--- start of Material shown ---

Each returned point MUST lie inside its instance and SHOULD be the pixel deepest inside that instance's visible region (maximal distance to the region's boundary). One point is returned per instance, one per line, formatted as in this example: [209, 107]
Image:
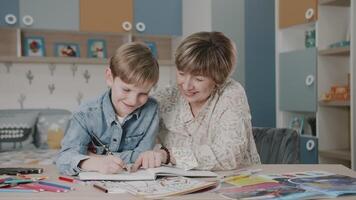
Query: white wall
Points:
[69, 90]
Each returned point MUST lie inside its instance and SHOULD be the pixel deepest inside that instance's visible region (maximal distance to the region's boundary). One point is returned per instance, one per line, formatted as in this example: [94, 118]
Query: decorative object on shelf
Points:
[96, 48]
[52, 68]
[140, 27]
[21, 100]
[310, 38]
[312, 124]
[309, 14]
[86, 75]
[10, 19]
[67, 50]
[337, 93]
[29, 76]
[34, 46]
[27, 20]
[153, 48]
[51, 88]
[74, 69]
[8, 65]
[79, 97]
[127, 26]
[342, 43]
[297, 123]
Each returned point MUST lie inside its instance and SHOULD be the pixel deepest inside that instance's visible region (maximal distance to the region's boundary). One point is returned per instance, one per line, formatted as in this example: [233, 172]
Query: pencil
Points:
[67, 179]
[55, 185]
[17, 190]
[100, 188]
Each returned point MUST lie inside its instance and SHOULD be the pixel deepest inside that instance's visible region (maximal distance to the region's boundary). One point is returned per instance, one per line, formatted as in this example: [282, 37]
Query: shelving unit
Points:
[336, 66]
[335, 122]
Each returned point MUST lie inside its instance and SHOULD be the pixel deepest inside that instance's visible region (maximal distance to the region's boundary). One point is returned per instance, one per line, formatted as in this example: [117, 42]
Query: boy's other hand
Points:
[149, 159]
[106, 164]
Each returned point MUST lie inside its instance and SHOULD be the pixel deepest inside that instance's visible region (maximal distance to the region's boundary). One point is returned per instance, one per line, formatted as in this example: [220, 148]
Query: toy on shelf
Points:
[338, 93]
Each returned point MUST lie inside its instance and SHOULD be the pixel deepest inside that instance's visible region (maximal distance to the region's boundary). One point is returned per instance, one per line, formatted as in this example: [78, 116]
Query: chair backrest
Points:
[277, 145]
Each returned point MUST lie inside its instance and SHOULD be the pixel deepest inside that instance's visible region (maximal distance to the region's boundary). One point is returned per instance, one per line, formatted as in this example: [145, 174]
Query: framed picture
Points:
[297, 123]
[67, 50]
[34, 46]
[153, 47]
[96, 48]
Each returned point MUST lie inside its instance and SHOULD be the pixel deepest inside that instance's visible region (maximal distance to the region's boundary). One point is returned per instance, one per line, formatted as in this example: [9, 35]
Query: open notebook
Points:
[147, 174]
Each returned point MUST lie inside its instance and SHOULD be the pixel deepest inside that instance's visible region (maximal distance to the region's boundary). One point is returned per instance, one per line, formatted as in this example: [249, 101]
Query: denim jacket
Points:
[136, 134]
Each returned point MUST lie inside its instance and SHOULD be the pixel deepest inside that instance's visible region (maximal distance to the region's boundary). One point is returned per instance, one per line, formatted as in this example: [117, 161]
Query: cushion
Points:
[50, 128]
[17, 129]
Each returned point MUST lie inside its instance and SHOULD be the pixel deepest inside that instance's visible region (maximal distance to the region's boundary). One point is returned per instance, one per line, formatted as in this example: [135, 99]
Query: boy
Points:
[122, 123]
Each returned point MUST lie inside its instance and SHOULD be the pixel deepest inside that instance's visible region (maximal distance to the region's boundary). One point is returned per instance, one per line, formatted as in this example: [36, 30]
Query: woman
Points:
[205, 121]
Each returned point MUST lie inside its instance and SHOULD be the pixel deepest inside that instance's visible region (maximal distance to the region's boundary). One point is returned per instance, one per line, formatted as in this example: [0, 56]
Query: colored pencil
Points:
[18, 181]
[32, 186]
[50, 188]
[66, 187]
[100, 188]
[67, 179]
[17, 190]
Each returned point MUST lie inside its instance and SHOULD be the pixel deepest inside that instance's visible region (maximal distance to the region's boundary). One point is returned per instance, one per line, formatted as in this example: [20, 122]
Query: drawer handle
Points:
[309, 80]
[126, 25]
[309, 13]
[140, 26]
[310, 145]
[27, 20]
[10, 19]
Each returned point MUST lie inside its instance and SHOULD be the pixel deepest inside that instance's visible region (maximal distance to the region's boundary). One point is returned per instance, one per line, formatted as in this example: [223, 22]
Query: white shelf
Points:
[340, 154]
[338, 51]
[335, 103]
[64, 60]
[344, 3]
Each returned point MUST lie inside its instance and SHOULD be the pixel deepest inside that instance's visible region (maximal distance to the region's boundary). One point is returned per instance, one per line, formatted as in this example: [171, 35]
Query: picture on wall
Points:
[297, 123]
[34, 46]
[67, 50]
[96, 48]
[153, 48]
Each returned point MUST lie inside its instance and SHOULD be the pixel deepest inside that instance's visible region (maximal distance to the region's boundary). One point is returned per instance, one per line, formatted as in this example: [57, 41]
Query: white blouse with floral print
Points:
[218, 138]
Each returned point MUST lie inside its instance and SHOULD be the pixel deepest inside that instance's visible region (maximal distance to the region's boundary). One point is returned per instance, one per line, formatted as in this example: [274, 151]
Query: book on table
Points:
[146, 174]
[162, 187]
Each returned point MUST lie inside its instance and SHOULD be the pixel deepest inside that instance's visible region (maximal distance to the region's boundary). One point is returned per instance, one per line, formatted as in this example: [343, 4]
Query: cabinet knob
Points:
[140, 27]
[10, 19]
[126, 25]
[309, 145]
[27, 20]
[309, 80]
[309, 14]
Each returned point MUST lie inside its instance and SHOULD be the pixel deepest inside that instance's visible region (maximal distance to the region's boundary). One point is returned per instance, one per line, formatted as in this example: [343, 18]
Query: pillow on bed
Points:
[17, 129]
[50, 128]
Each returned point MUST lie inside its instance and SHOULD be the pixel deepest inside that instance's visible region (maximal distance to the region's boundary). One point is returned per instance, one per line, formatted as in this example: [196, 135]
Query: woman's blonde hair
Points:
[209, 54]
[134, 64]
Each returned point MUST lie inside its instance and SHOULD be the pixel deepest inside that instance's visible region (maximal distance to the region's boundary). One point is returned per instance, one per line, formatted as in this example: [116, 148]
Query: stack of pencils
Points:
[24, 183]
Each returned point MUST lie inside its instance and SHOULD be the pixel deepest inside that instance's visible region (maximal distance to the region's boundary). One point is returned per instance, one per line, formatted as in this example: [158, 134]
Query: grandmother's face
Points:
[195, 89]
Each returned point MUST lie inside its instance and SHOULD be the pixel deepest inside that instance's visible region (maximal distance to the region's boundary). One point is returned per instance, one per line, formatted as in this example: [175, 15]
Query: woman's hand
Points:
[106, 164]
[150, 159]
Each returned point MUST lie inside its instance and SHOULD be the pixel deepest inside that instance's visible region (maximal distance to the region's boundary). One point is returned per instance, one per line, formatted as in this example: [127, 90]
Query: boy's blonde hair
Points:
[134, 64]
[209, 54]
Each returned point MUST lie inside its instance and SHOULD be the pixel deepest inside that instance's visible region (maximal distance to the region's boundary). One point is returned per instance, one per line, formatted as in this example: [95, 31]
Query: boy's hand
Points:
[149, 159]
[106, 164]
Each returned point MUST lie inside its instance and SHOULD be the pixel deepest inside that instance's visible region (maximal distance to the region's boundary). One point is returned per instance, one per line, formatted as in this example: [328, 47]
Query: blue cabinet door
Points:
[161, 17]
[7, 8]
[298, 80]
[51, 14]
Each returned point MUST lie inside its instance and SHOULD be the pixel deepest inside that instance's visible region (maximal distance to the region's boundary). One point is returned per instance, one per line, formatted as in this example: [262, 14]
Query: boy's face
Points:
[126, 98]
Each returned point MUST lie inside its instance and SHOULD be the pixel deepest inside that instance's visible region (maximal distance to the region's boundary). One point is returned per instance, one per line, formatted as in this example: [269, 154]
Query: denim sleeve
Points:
[147, 142]
[74, 147]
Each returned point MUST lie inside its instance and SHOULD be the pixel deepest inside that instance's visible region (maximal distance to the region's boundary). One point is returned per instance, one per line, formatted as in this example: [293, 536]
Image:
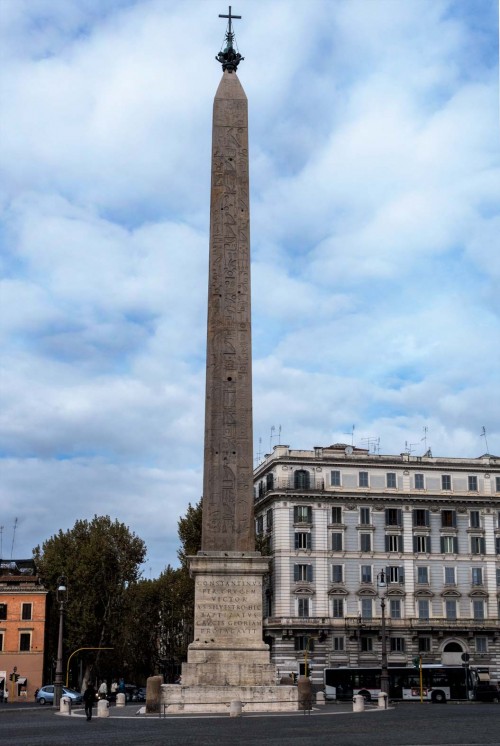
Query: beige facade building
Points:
[336, 517]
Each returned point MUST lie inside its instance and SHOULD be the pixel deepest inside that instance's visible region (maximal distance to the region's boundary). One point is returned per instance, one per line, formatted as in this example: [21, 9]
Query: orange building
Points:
[22, 629]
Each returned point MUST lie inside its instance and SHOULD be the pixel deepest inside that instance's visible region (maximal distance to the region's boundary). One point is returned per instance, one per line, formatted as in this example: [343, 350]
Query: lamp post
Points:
[58, 682]
[384, 678]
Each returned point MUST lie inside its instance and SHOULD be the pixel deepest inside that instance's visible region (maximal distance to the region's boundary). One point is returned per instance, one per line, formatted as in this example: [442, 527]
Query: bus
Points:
[439, 683]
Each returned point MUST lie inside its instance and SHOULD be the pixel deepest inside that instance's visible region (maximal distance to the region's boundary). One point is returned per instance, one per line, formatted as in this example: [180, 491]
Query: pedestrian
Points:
[89, 696]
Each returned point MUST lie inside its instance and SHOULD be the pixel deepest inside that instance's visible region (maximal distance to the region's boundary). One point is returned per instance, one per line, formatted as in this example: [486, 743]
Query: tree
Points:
[100, 559]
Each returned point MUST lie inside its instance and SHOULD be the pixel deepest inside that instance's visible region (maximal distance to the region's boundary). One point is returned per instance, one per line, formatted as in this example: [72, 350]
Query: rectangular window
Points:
[477, 576]
[365, 542]
[26, 611]
[363, 479]
[395, 608]
[423, 575]
[335, 478]
[448, 519]
[303, 607]
[366, 573]
[481, 645]
[450, 608]
[364, 516]
[421, 518]
[337, 573]
[337, 542]
[391, 481]
[449, 576]
[477, 545]
[303, 573]
[419, 481]
[338, 608]
[336, 515]
[338, 644]
[397, 644]
[393, 517]
[423, 609]
[367, 644]
[446, 482]
[302, 540]
[302, 514]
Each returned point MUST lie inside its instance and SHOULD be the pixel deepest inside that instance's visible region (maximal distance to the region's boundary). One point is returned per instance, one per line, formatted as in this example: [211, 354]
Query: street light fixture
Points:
[384, 678]
[62, 593]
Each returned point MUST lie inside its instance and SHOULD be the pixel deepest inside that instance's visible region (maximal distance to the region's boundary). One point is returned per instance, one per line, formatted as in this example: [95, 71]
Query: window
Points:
[338, 608]
[421, 517]
[395, 608]
[301, 479]
[478, 609]
[397, 644]
[335, 478]
[474, 519]
[364, 516]
[26, 611]
[337, 573]
[419, 481]
[303, 607]
[393, 517]
[303, 573]
[366, 644]
[424, 644]
[365, 542]
[338, 644]
[448, 519]
[477, 545]
[481, 645]
[423, 575]
[302, 540]
[336, 515]
[337, 542]
[449, 576]
[366, 573]
[363, 479]
[302, 514]
[445, 482]
[422, 544]
[393, 543]
[450, 609]
[391, 481]
[449, 545]
[366, 608]
[472, 481]
[423, 609]
[477, 576]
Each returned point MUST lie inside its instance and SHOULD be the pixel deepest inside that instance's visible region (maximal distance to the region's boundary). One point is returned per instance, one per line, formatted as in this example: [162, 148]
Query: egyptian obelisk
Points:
[228, 659]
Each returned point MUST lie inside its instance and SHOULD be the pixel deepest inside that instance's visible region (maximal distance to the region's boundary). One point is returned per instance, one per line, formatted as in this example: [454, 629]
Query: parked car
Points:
[45, 695]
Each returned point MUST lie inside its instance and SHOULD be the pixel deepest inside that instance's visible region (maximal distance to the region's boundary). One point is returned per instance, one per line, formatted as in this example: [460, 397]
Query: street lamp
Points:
[384, 678]
[61, 597]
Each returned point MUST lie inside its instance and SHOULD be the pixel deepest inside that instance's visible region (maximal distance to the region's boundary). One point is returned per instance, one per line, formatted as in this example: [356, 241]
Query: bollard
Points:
[103, 708]
[382, 701]
[358, 703]
[120, 699]
[235, 708]
[65, 706]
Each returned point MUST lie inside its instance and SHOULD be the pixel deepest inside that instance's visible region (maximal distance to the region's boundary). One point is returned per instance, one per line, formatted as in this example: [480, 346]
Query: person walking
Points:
[89, 696]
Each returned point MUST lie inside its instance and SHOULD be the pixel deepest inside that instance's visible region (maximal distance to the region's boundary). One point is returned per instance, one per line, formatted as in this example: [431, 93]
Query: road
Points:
[405, 725]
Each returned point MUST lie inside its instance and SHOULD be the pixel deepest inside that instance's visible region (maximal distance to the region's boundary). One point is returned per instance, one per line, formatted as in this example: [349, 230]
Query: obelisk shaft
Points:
[228, 523]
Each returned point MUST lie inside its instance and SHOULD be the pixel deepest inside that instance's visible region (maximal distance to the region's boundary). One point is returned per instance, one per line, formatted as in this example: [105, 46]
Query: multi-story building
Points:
[334, 518]
[22, 629]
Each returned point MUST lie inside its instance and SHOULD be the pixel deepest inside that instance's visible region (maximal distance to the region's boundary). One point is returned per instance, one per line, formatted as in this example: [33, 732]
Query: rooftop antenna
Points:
[483, 435]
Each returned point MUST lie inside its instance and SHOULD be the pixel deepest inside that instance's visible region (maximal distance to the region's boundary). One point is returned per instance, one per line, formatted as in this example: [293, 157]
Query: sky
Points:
[375, 232]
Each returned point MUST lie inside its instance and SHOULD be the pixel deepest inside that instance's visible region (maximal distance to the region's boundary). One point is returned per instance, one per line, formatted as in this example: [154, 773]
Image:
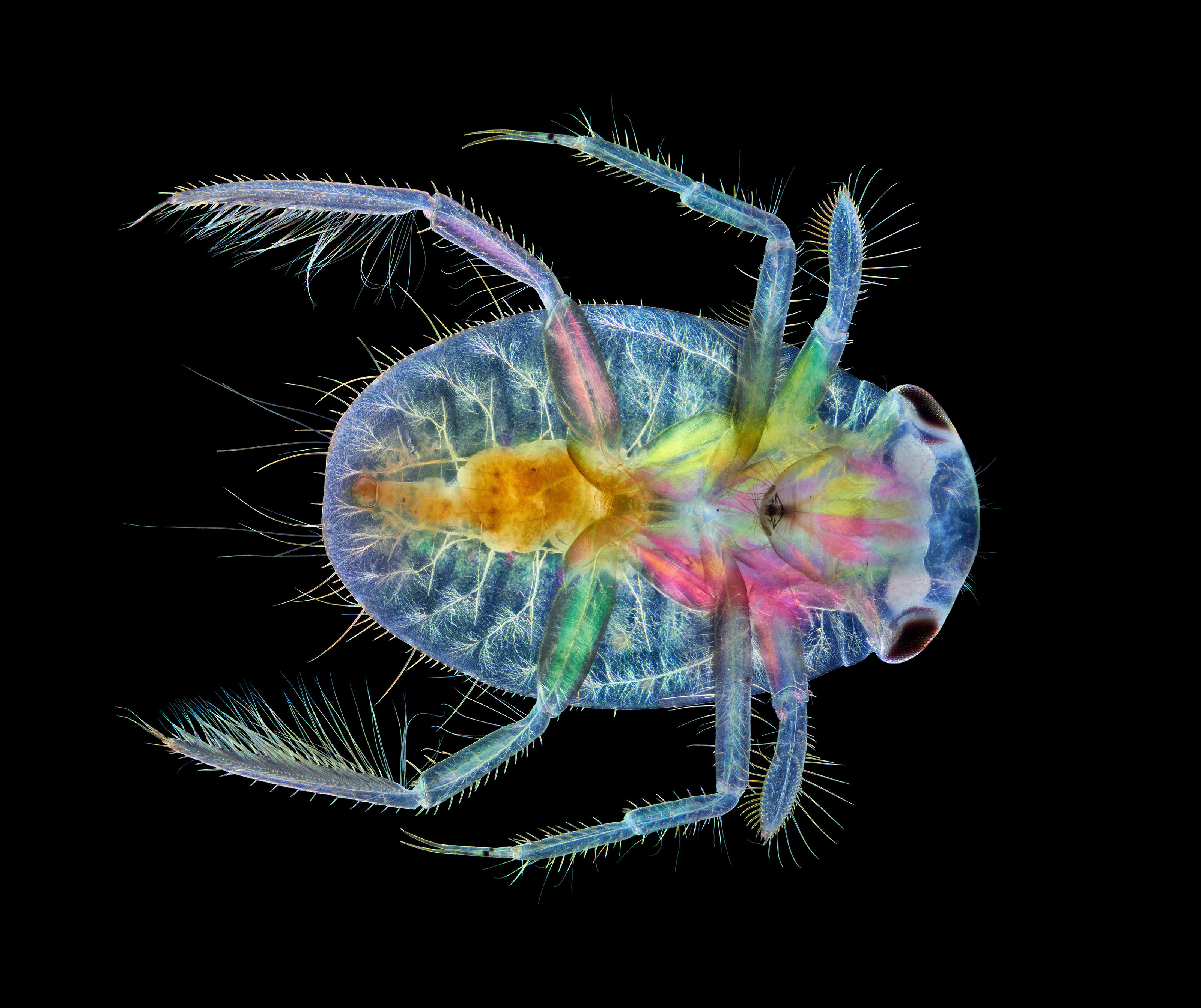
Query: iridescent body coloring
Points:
[616, 507]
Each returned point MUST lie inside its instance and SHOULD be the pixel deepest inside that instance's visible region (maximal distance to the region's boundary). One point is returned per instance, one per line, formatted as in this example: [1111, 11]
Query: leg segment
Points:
[247, 212]
[760, 355]
[732, 750]
[784, 657]
[260, 747]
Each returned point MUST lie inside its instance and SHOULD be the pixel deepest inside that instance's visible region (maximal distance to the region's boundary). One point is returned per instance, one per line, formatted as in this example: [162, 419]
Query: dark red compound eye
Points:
[918, 629]
[928, 410]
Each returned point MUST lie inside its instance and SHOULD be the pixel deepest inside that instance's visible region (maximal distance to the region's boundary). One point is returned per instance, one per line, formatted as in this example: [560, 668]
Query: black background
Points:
[922, 743]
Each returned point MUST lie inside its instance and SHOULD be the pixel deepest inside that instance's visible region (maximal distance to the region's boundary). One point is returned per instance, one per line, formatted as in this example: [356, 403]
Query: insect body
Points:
[617, 507]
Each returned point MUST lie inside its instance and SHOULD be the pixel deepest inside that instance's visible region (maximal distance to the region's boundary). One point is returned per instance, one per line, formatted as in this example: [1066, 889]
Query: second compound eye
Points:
[366, 493]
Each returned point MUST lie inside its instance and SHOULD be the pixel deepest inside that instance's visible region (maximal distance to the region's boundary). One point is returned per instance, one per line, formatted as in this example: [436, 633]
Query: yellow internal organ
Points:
[513, 500]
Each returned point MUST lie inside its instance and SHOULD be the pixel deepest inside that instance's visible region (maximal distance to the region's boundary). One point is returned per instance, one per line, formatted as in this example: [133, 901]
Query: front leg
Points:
[760, 355]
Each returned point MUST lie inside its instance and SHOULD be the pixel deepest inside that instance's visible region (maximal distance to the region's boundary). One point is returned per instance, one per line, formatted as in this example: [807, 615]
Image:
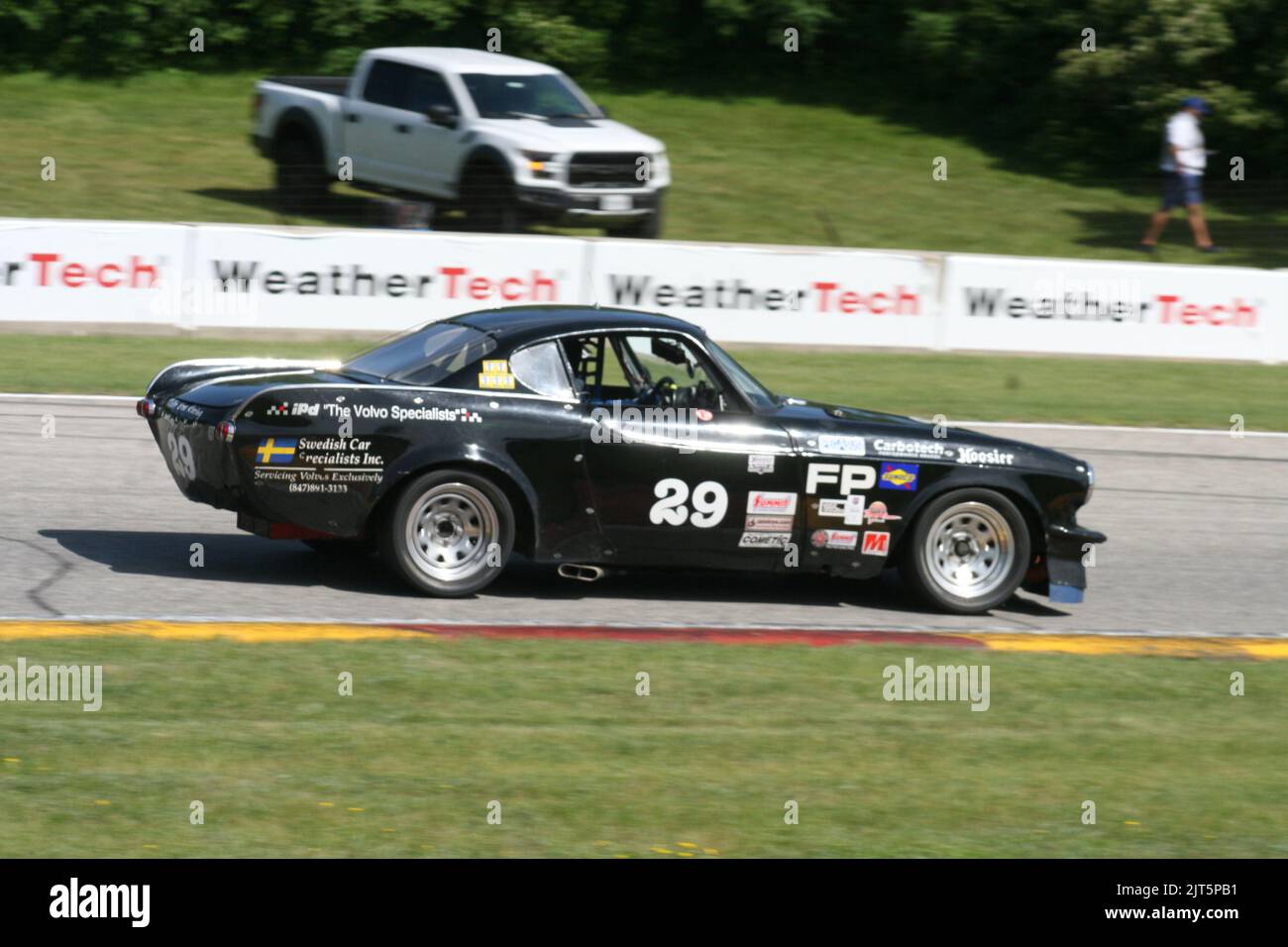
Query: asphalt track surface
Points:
[93, 526]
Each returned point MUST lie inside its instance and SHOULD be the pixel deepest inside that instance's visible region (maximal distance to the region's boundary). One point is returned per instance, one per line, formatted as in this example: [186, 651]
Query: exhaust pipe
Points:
[583, 574]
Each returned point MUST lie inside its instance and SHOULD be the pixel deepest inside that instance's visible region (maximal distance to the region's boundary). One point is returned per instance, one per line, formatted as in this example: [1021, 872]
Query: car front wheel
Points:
[450, 532]
[969, 551]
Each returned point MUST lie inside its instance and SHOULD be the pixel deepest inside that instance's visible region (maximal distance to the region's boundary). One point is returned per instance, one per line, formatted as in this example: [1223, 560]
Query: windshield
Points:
[423, 356]
[751, 389]
[549, 95]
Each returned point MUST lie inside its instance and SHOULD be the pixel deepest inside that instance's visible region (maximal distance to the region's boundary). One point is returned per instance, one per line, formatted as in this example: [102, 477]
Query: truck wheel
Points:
[490, 204]
[450, 532]
[648, 227]
[301, 184]
[967, 551]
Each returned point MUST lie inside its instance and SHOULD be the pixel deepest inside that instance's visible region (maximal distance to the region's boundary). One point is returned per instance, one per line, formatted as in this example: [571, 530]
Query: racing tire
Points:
[449, 534]
[967, 551]
[301, 185]
[490, 205]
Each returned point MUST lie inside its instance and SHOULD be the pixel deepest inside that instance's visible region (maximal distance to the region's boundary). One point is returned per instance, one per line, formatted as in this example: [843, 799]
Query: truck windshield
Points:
[548, 95]
[423, 356]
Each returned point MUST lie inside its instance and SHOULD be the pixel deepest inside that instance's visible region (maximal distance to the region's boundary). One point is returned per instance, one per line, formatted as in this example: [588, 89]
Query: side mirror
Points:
[443, 115]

--- end of Material shown ---

▶ [Brief]:
Extract the closing run of lines, starting with the one containing "example: [571, 530]" and ending at the last, exactly as written.

▶ [Exercise output]:
Each returned point MUST lie inside its instance and SHOULD be the pixel deepest inside that instance's visible region (maximal distance to the region's boundary). One point is returned per instance, one per line, formatted as in this example: [571, 530]
Query: racing tire
Points:
[449, 534]
[967, 551]
[301, 185]
[490, 205]
Each returned point MUST lie inside its instance and SHOULD be the pixel deepest inside that instance's visible region (maximal distance to the region's boundary). One point is returned per instance, one per line, formatted as in this example: [843, 799]
Query: truck windshield
Points:
[548, 95]
[423, 356]
Each returned point MUST lie inside its instance and SHOULD be the pixel deepest inside that instance's visible region (maximal distance to the region's boundary). One point is returned per instance, one per line, formatted as in this example: [588, 89]
Query: side mirror
Points:
[443, 115]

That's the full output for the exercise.